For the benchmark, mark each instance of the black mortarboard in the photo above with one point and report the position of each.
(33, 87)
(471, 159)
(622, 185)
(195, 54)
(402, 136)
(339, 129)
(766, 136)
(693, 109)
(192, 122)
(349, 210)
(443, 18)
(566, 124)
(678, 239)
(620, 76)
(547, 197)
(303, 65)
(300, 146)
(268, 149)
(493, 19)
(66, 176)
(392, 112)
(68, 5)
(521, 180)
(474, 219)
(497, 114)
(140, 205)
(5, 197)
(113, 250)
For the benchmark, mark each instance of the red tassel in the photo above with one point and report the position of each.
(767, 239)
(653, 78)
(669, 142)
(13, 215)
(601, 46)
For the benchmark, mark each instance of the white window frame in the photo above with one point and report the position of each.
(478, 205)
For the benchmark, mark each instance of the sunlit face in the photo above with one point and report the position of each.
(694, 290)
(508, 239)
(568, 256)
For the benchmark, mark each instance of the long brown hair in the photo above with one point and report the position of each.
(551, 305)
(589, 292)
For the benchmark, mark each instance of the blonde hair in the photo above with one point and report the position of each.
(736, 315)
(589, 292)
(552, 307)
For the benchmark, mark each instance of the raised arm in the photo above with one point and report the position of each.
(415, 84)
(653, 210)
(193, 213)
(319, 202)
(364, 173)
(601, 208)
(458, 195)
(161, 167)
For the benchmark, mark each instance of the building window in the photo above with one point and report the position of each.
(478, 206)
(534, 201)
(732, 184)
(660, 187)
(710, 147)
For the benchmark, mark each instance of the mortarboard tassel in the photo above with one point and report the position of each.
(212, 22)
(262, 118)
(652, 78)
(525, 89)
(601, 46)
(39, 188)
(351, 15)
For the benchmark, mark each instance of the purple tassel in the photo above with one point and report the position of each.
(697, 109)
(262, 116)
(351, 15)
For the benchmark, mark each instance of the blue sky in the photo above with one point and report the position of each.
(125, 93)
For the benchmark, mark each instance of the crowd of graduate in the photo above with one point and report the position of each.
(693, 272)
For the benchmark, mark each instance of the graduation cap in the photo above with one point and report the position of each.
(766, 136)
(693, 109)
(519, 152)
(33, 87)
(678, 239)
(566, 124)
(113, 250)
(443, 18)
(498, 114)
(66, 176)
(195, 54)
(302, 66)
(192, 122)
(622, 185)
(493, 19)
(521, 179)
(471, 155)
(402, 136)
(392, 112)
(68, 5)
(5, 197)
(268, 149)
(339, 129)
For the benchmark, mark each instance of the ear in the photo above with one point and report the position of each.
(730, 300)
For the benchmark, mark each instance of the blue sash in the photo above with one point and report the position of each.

###

▶ _WHAT IS EXPECTED_
Convert the listing, from the line containing "For the benchmark, mark each instance of the graduation" through its last line (both included), into a JSON array of strings with one string per line and no blank lines.

▶ _FULL SOLUTION_
[
  "For the benchmark, mark each instance of the graduation cap in the photo above with one point and report the position of each.",
  "(766, 136)",
  "(693, 109)",
  "(519, 152)",
  "(33, 87)",
  "(678, 239)",
  "(566, 124)",
  "(113, 250)",
  "(443, 18)",
  "(498, 114)",
  "(66, 176)",
  "(195, 54)",
  "(302, 66)",
  "(192, 122)",
  "(622, 185)",
  "(493, 19)",
  "(521, 179)",
  "(471, 155)",
  "(402, 136)",
  "(392, 112)",
  "(68, 5)",
  "(5, 197)",
  "(268, 149)",
  "(339, 129)",
  "For the benchmark, mark each instance of the ear in the photo above with one point and report the position of each.",
  "(730, 300)",
  "For the benchmark, mark each instance of the blue sash in the photo above with one point and report the position of each."
]